_Exercise instructions_: Report every line below that contains the string "tree", copying each such line in full.

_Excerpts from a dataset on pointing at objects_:
+++

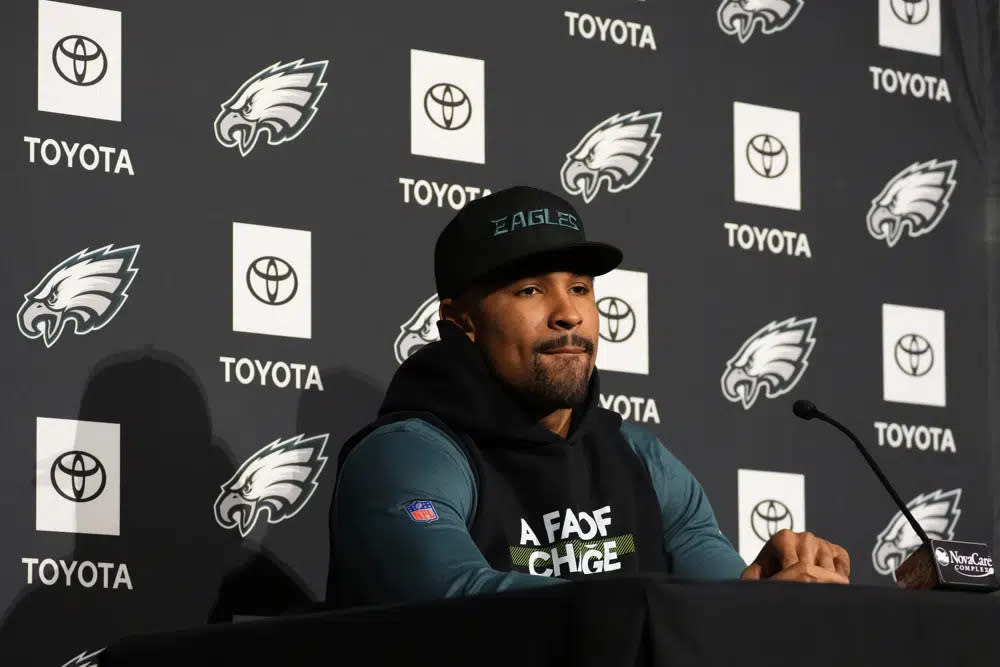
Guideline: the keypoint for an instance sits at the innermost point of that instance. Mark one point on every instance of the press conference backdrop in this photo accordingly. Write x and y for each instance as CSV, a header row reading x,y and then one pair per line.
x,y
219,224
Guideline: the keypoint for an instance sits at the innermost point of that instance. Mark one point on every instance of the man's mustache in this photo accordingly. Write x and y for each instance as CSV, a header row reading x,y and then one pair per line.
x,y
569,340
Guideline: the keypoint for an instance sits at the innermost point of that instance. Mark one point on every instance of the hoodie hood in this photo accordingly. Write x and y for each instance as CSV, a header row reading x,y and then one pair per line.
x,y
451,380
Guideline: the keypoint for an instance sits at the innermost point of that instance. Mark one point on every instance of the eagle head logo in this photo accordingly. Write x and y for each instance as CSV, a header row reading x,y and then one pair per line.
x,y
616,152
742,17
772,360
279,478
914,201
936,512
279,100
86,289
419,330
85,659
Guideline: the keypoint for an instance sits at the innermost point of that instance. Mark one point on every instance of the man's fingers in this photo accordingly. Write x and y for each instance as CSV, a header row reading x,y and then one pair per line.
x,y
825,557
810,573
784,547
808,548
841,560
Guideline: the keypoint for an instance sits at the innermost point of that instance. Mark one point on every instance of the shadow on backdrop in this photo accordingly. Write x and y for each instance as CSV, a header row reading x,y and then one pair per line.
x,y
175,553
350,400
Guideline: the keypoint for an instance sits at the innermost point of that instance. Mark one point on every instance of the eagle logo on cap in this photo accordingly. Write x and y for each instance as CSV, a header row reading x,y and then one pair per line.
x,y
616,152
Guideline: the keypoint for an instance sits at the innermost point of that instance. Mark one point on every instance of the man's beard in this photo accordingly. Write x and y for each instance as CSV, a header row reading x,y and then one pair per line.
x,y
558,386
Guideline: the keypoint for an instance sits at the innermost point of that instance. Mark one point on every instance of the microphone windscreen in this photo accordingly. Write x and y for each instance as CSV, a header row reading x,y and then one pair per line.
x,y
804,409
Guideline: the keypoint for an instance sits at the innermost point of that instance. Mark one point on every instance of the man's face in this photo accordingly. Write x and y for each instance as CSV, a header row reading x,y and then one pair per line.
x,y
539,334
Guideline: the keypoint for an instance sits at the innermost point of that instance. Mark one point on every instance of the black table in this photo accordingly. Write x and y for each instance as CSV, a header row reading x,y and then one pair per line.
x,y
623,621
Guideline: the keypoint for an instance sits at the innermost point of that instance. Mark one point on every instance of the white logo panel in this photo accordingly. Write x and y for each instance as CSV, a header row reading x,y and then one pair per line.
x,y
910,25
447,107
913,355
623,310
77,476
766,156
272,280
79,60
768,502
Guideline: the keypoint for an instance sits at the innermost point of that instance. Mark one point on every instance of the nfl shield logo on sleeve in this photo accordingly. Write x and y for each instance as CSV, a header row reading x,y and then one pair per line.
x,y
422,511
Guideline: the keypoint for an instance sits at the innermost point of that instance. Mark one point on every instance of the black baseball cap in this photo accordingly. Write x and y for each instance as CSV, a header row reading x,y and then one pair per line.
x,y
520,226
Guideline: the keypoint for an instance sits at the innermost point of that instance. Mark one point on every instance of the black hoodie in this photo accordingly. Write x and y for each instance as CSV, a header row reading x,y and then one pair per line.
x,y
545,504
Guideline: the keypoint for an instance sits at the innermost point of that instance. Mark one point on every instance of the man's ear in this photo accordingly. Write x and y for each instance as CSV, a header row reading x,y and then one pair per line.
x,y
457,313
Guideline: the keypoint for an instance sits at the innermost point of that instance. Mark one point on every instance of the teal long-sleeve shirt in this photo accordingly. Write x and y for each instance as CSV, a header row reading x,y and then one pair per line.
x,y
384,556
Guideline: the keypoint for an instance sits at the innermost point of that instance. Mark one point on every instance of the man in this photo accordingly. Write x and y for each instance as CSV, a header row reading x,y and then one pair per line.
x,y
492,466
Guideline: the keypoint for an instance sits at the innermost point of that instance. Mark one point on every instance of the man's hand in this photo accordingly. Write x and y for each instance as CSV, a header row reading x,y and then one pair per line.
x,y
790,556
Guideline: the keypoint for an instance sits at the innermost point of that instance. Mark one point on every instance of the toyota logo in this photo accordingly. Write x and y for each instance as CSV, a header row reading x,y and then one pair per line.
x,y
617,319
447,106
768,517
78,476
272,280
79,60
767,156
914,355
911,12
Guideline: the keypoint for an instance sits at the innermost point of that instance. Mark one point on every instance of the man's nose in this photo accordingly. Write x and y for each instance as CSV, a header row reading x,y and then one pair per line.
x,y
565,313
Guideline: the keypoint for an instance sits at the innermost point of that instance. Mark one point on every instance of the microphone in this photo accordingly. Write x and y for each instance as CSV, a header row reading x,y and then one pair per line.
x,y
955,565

+++

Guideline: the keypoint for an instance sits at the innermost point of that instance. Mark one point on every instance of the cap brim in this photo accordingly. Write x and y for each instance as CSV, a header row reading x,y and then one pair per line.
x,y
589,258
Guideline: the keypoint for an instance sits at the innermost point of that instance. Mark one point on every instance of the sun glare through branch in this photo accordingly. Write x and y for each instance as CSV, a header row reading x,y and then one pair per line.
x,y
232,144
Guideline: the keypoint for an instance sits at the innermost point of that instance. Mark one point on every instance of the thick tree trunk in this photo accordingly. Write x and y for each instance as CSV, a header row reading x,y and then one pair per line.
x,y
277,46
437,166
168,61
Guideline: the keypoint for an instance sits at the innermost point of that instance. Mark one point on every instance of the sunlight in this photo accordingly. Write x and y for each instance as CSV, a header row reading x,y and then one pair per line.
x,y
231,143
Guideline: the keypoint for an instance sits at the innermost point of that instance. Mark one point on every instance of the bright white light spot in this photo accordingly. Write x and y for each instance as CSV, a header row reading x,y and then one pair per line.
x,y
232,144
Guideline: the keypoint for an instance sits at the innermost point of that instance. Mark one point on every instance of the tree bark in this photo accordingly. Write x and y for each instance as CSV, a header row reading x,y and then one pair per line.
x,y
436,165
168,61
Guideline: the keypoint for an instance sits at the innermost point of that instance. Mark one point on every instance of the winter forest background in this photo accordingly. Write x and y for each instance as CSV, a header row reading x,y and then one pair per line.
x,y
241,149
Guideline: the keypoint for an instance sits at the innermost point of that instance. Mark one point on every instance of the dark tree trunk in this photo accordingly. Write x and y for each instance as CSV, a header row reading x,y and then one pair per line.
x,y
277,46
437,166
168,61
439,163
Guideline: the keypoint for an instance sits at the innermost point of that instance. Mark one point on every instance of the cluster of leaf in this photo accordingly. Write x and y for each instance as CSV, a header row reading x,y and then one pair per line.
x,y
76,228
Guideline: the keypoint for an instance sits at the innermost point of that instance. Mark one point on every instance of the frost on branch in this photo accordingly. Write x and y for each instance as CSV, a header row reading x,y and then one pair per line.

+++

_Response below_:
Guideline: the keypoint for an instance sits at the innermost point of that instance. Mark one point on every instance of the thick tree trunk in this photo accordingly. Write x and y for each instance as CSV, a header row reading x,y and then one pair per line.
Guideline: the keypoint for an instance sits at the innermost point of that instance. Mark one point on every instance of the tree bark in this photo accordingly. Write x and y for each instance as CSV, a header row reading x,y and then one pair per line.
Guideline: the keypoint for an instance sits at the innermost point of that instance. Mark one point on every instance of the dark tree trunk in this photo accordingly. Write x and y for each instance as CSV, a header row reading x,y and then one pair per line.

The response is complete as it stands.